Work task
All entries must be transcribed without a single difference.

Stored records

"""

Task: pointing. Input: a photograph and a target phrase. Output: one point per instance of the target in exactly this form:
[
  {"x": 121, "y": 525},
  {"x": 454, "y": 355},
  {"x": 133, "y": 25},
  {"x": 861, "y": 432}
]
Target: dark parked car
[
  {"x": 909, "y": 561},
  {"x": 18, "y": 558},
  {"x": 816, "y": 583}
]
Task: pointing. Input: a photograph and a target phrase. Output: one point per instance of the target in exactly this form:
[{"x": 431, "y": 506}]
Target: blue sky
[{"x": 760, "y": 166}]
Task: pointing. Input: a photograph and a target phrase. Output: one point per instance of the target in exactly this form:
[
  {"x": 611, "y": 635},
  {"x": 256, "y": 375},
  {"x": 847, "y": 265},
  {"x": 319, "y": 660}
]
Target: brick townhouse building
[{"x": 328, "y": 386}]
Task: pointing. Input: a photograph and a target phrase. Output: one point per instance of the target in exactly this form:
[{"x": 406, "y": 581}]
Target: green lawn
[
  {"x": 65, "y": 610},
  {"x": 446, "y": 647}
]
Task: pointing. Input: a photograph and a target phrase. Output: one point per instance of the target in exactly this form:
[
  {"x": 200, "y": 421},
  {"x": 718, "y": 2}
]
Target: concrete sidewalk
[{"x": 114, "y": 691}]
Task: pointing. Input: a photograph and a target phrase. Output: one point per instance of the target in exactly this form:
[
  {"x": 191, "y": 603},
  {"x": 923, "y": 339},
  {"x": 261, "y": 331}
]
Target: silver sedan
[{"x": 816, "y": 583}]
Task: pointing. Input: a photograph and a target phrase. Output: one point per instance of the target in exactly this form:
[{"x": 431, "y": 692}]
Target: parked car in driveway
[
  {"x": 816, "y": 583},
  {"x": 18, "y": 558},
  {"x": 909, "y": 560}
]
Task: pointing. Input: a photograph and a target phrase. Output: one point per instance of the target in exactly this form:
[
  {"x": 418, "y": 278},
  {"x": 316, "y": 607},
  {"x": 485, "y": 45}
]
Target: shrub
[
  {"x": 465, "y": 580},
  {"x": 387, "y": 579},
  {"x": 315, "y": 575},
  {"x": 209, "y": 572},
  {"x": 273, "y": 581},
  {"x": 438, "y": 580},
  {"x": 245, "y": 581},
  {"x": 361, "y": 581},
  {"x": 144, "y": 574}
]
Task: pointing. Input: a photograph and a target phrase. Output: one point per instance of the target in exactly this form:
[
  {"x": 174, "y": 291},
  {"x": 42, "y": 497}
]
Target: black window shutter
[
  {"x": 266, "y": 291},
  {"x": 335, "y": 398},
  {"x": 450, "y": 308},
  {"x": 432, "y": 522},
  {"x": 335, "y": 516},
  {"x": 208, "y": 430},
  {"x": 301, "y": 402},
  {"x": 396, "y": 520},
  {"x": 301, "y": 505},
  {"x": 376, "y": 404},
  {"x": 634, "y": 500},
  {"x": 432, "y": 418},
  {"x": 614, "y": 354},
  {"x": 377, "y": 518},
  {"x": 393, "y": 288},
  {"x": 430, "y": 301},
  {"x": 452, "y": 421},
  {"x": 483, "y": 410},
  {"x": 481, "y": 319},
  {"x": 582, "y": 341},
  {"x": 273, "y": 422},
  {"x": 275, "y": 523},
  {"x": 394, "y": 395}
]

"""

Answer box
Task: pointing. Input: a photograph and a target phrase. Output: one point per instance of the target in exactly this form:
[
  {"x": 121, "y": 525},
  {"x": 454, "y": 355},
  {"x": 133, "y": 25},
  {"x": 861, "y": 432}
]
Target: dark parked car
[
  {"x": 909, "y": 561},
  {"x": 18, "y": 558},
  {"x": 816, "y": 583}
]
Task: pointing. Input: a photograph and a target phrase. Output: one point per instance of the target in exactly this form:
[{"x": 431, "y": 506}]
Target: blue sky
[{"x": 760, "y": 166}]
Task: pointing. Input: a photograph and a target phrase. Output: one point per instance of the target in exactly this form:
[
  {"x": 611, "y": 635},
  {"x": 256, "y": 375},
  {"x": 847, "y": 265},
  {"x": 319, "y": 660}
]
Target: brick townhouse building
[{"x": 328, "y": 386}]
Task: pointing. Input: a photograph and a target phrase. Output: one point per instance of the target in exactly this form:
[{"x": 406, "y": 581}]
Target: green lawn
[
  {"x": 65, "y": 610},
  {"x": 446, "y": 647}
]
Task: pointing. Input: a photograph and a target phrase. Output: one point per instance of the target in exactly this form:
[
  {"x": 200, "y": 421},
  {"x": 718, "y": 2}
]
Target: concrete sidewalk
[{"x": 114, "y": 691}]
Task: pointing. Input: a photograph and a target phrase. Output: one point per instance of the target in exactly this form:
[
  {"x": 191, "y": 603},
  {"x": 923, "y": 339},
  {"x": 261, "y": 331}
]
Target: silver sedan
[{"x": 816, "y": 583}]
Task: pointing. Input: a photograph and a target phrase. Output: one point per instance of the target in exactly this form:
[{"x": 431, "y": 692}]
Target: parked car in driveway
[
  {"x": 816, "y": 583},
  {"x": 18, "y": 558},
  {"x": 909, "y": 560}
]
Task: pointing. Input: a photograph and a target phrase. Output: one point per instance of the target in exactly this form:
[
  {"x": 418, "y": 278},
  {"x": 316, "y": 607},
  {"x": 485, "y": 45}
]
Target: shrub
[
  {"x": 465, "y": 580},
  {"x": 387, "y": 579},
  {"x": 315, "y": 575},
  {"x": 209, "y": 572},
  {"x": 273, "y": 581},
  {"x": 438, "y": 580},
  {"x": 245, "y": 581},
  {"x": 361, "y": 581},
  {"x": 144, "y": 574}
]
Task: pointing. Input: a photograph and a target phrase. Output: one point per instance of the target in exactly this form:
[
  {"x": 174, "y": 291},
  {"x": 42, "y": 497}
]
Target: black window shutter
[
  {"x": 266, "y": 291},
  {"x": 335, "y": 398},
  {"x": 450, "y": 308},
  {"x": 432, "y": 522},
  {"x": 335, "y": 516},
  {"x": 208, "y": 430},
  {"x": 301, "y": 402},
  {"x": 396, "y": 520},
  {"x": 301, "y": 505},
  {"x": 376, "y": 404},
  {"x": 634, "y": 500},
  {"x": 432, "y": 418},
  {"x": 614, "y": 354},
  {"x": 377, "y": 518},
  {"x": 393, "y": 288},
  {"x": 430, "y": 301},
  {"x": 452, "y": 421},
  {"x": 483, "y": 410},
  {"x": 481, "y": 319},
  {"x": 582, "y": 341},
  {"x": 273, "y": 422},
  {"x": 275, "y": 523},
  {"x": 394, "y": 395}
]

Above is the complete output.